READING TEXT:
------

Access to safe and secure housing is a major issue in Ireland right now and has been for the last 20 years. Long social housing waiting lists and the rise in homelessness in recent years highlight the scale of the housing crisis in modern Ireland.
“Housing for All”
In June, Darragh O’Brien was appointed the Minister for Housing, Local Government and Heritage and his political party Fianna Fail have set a target of delivering 50,000 Social and Affordable homes during the life of the current government. The coalition government’s current mission is “Housing for All”.
As part of its green agenda, the current Government has also committed to delivering energy efficient homes with higher BER ratings.
The Scale of the Crisis
In the Summary of Social Housing Assessments 2019 report issued in December 2019 it sets out that there were 68,693 qualified households on the Local Authority waiting lists.
27% of households on this list have been waiting 7 years or more to be housed which shows the extent of this issue and the low number of homes delivered in recent years. 43% of the households on the list are in Dublin, in line with the percentage of the Irish population who live in Dublin. However, there is a need for social homes in every county in Ireland.
Unfortunately, with Covid-19 causing a significant rise in unemployment levels the numbers on the housing waiting list in December 2020 will likely be higher than in 2019.
The government wishes to build more new homes. Since 2008, Ireland has decreased its number of new homes built annually from a high of over 90,000 per year to a target of 22,000 in 2020. Due to the impact of Covid-19 it is estimated that c. 15,000 new homes will be built in 2020. Hence, solving the housing crisis in the near term will require a range of solutions.
The Need for Public and Private Collaboration
The current Government wish to source homes from a number of avenues, including:
1) New Developments: a policy whereby 10% of new developments are given to Local Authorities and Approved Housing Bodies for social housing. Based on the expected new build figures, this is on target to deliver 1,500 – 2,500 homes per year.

------

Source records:
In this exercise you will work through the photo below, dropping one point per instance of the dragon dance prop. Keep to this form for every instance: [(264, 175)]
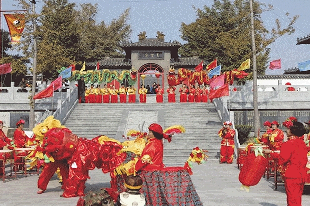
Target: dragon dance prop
[(253, 169), (103, 76)]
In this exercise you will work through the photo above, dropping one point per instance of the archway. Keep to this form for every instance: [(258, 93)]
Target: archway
[(153, 73)]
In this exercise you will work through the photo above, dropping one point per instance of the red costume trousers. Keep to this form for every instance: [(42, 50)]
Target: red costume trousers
[(183, 97), (191, 98), (227, 153), (294, 188), (171, 97), (122, 98), (50, 169), (92, 98), (159, 98), (131, 98), (204, 98), (113, 98), (106, 98), (142, 98), (99, 98)]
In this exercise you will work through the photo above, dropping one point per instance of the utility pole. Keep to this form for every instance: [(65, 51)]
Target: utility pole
[(255, 104), (34, 66)]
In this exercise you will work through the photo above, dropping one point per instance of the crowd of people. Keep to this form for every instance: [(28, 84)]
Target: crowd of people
[(288, 151), (109, 94)]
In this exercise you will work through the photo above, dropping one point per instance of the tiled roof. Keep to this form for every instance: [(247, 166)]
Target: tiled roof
[(189, 61), (111, 62), (304, 40), (285, 76), (151, 42)]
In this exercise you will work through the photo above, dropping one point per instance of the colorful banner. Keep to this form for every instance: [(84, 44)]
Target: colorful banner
[(304, 66), (275, 64), (245, 65), (66, 73), (48, 92), (57, 83), (217, 93), (215, 71), (199, 67), (212, 65), (217, 82), (16, 24), (5, 68)]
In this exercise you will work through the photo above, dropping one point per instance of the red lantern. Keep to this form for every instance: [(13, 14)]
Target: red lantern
[(253, 169)]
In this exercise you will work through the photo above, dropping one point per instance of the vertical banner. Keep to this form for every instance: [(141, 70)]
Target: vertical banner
[(16, 24)]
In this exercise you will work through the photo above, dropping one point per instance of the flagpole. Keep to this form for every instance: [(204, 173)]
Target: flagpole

------

REQUIREMENT: In the text on Ireland's housing crisis, how many qualified households were on the Local Authority waiting lists according to the Summary of Social Housing Assessments 2019 report?

RESPONSE BOX: 68,693 qualified households.